REQUIREMENTS: Please copy the data below line for line, leaving every character unchanged.

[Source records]
--- begin ---

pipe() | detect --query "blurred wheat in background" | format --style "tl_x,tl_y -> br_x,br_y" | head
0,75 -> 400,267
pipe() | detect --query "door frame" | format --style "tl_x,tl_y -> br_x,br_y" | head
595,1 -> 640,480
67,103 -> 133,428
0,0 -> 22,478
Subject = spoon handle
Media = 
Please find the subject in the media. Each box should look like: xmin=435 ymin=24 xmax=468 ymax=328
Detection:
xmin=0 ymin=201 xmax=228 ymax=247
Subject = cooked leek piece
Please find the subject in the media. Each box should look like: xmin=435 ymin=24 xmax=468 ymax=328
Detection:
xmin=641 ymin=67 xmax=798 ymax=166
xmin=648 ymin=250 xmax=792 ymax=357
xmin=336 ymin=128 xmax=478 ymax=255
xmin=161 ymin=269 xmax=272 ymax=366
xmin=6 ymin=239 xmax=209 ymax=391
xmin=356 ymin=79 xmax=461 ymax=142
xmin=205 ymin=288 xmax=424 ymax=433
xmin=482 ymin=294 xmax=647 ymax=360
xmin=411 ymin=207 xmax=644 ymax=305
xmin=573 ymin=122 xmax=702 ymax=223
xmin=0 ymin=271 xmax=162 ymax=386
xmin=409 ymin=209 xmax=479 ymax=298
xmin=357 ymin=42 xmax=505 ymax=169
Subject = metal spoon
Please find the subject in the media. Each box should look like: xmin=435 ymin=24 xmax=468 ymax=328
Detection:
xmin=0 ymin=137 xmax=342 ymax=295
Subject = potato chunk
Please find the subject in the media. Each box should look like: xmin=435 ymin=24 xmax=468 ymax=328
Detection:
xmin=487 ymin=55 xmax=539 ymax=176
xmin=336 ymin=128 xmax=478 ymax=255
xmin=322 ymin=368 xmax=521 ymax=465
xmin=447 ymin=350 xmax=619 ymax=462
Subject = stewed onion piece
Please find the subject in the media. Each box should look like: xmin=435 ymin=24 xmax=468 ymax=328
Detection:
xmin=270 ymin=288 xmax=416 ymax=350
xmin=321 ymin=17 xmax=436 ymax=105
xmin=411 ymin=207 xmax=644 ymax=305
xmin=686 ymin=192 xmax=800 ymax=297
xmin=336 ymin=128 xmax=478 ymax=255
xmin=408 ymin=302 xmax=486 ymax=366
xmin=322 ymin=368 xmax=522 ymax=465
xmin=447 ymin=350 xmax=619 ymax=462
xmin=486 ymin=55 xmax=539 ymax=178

--- end ---

CORRECT RESULT:
pipe() | detect --query "blurred wheat in background" | format --style "tl_x,tl_y -> br_x,br_y" | head
0,75 -> 400,267
pipe() | detect --query "door frame" | format --style "tl_x,tl_y -> br_x,br_y" | head
595,1 -> 640,480
67,103 -> 133,428
0,0 -> 22,478
Subject = spoon handle
Media = 
Please find the subject in the media. Each box should look like: xmin=435 ymin=24 xmax=468 ymax=328
Detection:
xmin=0 ymin=201 xmax=228 ymax=247
Subject = cooked leek piece
Please find the subject in the media. Each box should look like: xmin=435 ymin=24 xmax=468 ymax=328
Detection:
xmin=641 ymin=67 xmax=798 ymax=166
xmin=648 ymin=250 xmax=792 ymax=357
xmin=336 ymin=128 xmax=478 ymax=255
xmin=161 ymin=269 xmax=272 ymax=366
xmin=6 ymin=239 xmax=209 ymax=391
xmin=356 ymin=79 xmax=461 ymax=142
xmin=205 ymin=288 xmax=424 ymax=433
xmin=482 ymin=294 xmax=647 ymax=360
xmin=411 ymin=207 xmax=644 ymax=305
xmin=573 ymin=122 xmax=702 ymax=223
xmin=0 ymin=271 xmax=162 ymax=386
xmin=409 ymin=209 xmax=479 ymax=298
xmin=357 ymin=42 xmax=505 ymax=169
Subject = metal spoon
Please find the subject in the media. Each box should look like: xmin=435 ymin=24 xmax=468 ymax=328
Detection:
xmin=0 ymin=137 xmax=342 ymax=295
Subject = potato chunk
Please find the subject in the media. Each box should look like: xmin=435 ymin=24 xmax=468 ymax=328
Detection:
xmin=487 ymin=55 xmax=539 ymax=176
xmin=336 ymin=128 xmax=478 ymax=255
xmin=322 ymin=368 xmax=521 ymax=465
xmin=447 ymin=350 xmax=619 ymax=462
Subject = stewed onion piece
Please find the subject in the media. Each box should look like: xmin=435 ymin=24 xmax=468 ymax=328
Detection:
xmin=270 ymin=288 xmax=416 ymax=350
xmin=321 ymin=17 xmax=436 ymax=105
xmin=411 ymin=207 xmax=644 ymax=305
xmin=686 ymin=192 xmax=800 ymax=297
xmin=336 ymin=128 xmax=478 ymax=255
xmin=408 ymin=302 xmax=486 ymax=366
xmin=322 ymin=368 xmax=522 ymax=465
xmin=447 ymin=350 xmax=619 ymax=462
xmin=486 ymin=55 xmax=539 ymax=178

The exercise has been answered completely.